__Vorgegebener Text__
=======
"Die Theaterrettung darf nicht auf Kosten der Kreise und Kommunen gehen"

Wie geht es weiter mit dem Theater Trier in Zeiten klammer öffentlicher Kassen? Die Diskussion läuft. Der TV hat zehn Gastautoren gebeten, ihre Ideen und Vorschläge zur Zukunft des Hauses zu notieren. Heute: Joachim Streit.

 Joachim Streit. TV-Foto: Archiv/Klaus Kimmling

Joachim Streit. TV-Foto: Archiv/Klaus Kimmling

In Kleists "Zerbrochenem Krug" spricht der Dorfrichter Adam zum inspizierenden Gerichtsrat Walter: "Die Welt, sagt unser Sprichwort, wird stets klüger, und alles liest, ich weiß, den Pufendorf." Samuel Pufendorf hatte 1667 unter dem Pseudonym Severinus de Monzambano einen fingierten Reisebericht mit dem Titel "De statu imperii Germanici" verfasst und das Reich gekennzeichnet "irregulare aliquod corpus et monstrum simile", also ein unregelmäßiger Körper und einem Ungeheuer gleich.
Die Frage ist dann heute auch nicht nur, wie das Theater Trier finanziert werden kann, sondern: In welcher Verfassung ist unser Staat? Der Staat krankt an seinem Rumpf und seinen Gliedern, er ist ein Monstrum, das sich selbst nicht mehr im Griff hat.
Bevor wir über kulturpolitische Ziele eines Oberzentrums sprechen, müssen wir Rechenschaft ablegen über die Verfasstheit unseres Staates. Es gab, von der Agenda 2010 abgesehen, keine weittragende Neuordnung der wesentlichen Bereiche: keine Neugliederung der Bundesländer, keinen großen Wurf der Föderalismuskommission, keinen geordneten Ausgleich zwischen den Bundesländern, geschweige denn innerhalb von Rheinland-Pfalz. Wir hinken der Zeit hinterher und es wird nicht regiert.
=======
Gesammelte Daten:

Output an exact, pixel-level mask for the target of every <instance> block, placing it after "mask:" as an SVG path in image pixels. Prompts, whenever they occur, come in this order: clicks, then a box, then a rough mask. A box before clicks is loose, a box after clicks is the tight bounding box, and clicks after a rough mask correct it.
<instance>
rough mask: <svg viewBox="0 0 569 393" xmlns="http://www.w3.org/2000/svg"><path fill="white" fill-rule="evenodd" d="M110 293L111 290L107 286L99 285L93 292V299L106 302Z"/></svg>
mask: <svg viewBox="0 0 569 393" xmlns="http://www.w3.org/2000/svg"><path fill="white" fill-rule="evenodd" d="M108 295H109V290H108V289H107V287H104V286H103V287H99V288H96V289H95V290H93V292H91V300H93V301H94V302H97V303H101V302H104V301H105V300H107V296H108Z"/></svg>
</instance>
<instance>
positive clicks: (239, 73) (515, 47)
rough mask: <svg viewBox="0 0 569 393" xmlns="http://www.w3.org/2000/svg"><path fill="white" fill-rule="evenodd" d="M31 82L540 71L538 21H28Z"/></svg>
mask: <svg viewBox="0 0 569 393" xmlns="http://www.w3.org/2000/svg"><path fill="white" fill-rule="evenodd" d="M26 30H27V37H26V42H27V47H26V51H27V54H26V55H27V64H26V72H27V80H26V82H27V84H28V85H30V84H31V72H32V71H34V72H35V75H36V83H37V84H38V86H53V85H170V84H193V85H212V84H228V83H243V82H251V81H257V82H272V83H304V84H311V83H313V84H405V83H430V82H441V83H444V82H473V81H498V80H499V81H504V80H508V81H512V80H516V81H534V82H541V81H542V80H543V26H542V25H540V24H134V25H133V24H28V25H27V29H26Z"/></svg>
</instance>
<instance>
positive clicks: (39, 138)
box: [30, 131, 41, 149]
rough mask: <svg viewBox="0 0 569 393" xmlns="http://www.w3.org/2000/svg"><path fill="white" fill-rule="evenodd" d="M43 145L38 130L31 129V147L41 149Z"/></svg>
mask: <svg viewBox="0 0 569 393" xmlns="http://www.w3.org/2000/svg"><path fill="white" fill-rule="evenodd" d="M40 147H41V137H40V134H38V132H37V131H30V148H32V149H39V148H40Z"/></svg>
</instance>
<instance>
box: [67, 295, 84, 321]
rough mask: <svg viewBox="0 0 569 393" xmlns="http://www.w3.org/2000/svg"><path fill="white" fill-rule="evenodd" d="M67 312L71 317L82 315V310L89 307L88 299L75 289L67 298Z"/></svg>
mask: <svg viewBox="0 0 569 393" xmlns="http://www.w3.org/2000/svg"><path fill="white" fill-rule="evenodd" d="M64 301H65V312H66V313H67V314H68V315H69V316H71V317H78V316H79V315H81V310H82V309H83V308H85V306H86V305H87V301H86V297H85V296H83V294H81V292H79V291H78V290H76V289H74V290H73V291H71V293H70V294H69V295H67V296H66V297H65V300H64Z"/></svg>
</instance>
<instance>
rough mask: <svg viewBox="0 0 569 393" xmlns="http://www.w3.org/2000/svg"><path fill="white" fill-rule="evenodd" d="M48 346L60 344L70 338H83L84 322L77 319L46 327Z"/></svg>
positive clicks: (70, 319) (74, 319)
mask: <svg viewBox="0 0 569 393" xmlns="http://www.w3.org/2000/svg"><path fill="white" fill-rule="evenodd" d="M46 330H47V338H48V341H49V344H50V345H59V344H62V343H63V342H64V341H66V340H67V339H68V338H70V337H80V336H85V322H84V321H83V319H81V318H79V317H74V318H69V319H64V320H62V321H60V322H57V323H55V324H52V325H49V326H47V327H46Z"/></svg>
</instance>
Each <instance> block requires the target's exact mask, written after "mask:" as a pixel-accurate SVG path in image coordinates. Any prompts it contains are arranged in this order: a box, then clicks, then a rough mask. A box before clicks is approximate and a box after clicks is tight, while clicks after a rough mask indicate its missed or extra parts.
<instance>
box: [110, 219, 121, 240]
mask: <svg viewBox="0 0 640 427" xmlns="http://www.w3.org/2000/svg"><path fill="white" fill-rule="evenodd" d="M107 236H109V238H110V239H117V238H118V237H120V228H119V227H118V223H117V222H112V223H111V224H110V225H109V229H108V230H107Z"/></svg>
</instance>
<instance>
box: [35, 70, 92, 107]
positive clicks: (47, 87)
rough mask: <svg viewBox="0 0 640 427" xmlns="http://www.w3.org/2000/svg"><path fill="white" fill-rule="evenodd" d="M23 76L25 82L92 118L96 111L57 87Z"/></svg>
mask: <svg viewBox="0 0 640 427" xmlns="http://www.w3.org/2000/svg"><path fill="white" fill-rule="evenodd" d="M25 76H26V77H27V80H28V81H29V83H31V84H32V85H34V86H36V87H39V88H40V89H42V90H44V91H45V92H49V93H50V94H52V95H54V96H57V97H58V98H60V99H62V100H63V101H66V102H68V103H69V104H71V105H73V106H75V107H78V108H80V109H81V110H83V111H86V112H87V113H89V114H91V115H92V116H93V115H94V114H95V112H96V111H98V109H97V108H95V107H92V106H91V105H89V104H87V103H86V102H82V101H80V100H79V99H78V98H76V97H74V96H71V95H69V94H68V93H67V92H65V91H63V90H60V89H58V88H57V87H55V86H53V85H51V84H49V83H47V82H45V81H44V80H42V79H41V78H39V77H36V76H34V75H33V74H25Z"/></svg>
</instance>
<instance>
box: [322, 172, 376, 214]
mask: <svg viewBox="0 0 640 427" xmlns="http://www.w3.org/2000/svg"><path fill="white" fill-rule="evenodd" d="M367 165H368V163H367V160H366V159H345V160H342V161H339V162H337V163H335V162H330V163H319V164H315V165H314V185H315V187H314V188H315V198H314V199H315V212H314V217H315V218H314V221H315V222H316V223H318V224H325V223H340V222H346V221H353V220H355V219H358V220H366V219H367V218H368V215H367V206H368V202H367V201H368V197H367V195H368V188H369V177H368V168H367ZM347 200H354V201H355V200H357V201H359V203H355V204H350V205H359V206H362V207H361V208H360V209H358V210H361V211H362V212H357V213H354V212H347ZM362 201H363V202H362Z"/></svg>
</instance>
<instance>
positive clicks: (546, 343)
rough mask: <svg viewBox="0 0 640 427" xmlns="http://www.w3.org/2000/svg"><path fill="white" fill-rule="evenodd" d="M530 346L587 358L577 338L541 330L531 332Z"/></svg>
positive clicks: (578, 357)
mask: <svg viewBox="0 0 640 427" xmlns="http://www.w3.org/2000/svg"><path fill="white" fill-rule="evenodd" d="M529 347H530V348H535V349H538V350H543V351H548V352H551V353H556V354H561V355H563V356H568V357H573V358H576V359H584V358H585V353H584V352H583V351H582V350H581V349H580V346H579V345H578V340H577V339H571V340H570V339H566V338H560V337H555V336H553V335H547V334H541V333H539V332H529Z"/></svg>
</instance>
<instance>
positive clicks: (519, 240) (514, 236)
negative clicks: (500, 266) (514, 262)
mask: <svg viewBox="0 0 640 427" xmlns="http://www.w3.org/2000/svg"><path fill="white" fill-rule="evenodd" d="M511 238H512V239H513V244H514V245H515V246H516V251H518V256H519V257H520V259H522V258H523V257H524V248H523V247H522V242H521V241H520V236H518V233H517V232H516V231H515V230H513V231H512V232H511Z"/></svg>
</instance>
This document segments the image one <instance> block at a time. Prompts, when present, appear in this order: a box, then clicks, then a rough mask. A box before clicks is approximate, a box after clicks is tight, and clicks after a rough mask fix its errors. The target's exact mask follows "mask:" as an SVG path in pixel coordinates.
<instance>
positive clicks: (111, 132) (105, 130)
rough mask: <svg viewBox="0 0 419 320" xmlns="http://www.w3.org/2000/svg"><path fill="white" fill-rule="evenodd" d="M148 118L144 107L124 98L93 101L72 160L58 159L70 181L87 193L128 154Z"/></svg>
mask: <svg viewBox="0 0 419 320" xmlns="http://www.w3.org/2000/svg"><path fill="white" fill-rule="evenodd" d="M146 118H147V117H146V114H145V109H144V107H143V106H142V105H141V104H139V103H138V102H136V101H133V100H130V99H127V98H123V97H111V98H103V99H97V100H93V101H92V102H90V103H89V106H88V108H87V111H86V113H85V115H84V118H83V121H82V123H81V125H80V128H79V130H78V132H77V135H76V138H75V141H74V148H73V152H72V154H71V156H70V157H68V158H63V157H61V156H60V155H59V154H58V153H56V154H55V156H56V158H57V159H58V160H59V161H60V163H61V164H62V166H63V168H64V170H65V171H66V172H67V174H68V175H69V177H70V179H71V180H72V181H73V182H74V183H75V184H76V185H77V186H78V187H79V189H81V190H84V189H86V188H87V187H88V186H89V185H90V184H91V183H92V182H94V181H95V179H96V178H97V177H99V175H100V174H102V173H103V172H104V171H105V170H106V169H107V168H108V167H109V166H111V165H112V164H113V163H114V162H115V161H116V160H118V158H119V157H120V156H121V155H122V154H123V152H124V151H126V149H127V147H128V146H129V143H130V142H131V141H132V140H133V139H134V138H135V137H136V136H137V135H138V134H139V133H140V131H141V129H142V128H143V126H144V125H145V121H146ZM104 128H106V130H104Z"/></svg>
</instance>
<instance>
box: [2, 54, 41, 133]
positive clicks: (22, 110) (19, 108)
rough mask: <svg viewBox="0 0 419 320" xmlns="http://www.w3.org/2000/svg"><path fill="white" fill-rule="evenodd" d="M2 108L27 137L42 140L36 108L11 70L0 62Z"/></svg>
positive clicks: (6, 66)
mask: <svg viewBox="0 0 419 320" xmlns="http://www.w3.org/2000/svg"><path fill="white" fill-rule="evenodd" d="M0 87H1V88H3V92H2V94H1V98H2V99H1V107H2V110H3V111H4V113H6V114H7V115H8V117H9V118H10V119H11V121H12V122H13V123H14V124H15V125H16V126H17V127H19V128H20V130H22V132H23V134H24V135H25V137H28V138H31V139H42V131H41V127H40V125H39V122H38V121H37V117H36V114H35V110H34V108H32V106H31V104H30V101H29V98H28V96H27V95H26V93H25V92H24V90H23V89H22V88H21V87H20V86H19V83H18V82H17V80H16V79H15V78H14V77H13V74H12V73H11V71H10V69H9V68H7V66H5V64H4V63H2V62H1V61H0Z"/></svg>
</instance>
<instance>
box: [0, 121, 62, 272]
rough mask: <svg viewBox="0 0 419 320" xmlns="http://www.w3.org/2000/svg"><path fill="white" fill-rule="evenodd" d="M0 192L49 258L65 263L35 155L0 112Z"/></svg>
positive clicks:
=======
__Aufgabenstellung__
Führe den Text über die Zukunft des Theaters Trier im Anschluss an seinen letzten Satz fort. Die Datensätze haben mit dem Text nichts zu tun.

__Antwort__
So lange von (Landes-)Regierungen nicht gesagt wird, was geschieht, braucht man uns unten nicht zu fragen, wie wir es organisieren wollen. Die Lösung für die Theaterlandschaft in Rheinland-Pfalz kann nur im Zusammenhang mit der Neuordnung des kommunalen Finanzausgleichs geschehen. Solange die Kommunen aber noch weiter Kassenkredite anhäufen, ist ihnen eine normale Aufgabenausübung nicht möglich, weder in der Kultur noch in anderen Bereichen. Man gibt uns nicht die Möglichkeit zu gestalten, sondern nur, das Unmögliche zu verwalten.
Im Rahmen einer Neuordnung des kommunalen Finanzausgleichs hätte das Land für die Oberzentren einen eigenen Kulturansatz zu bilden, wenn man dort die Theater erhalten will. Die Theaterrettung darf aber nicht auf Kosten der Finanzausstattung anderer Glieder des Staates wie den Kreisen und Kommunen gehen, denn jeder hat seinen berechtigten Anteil.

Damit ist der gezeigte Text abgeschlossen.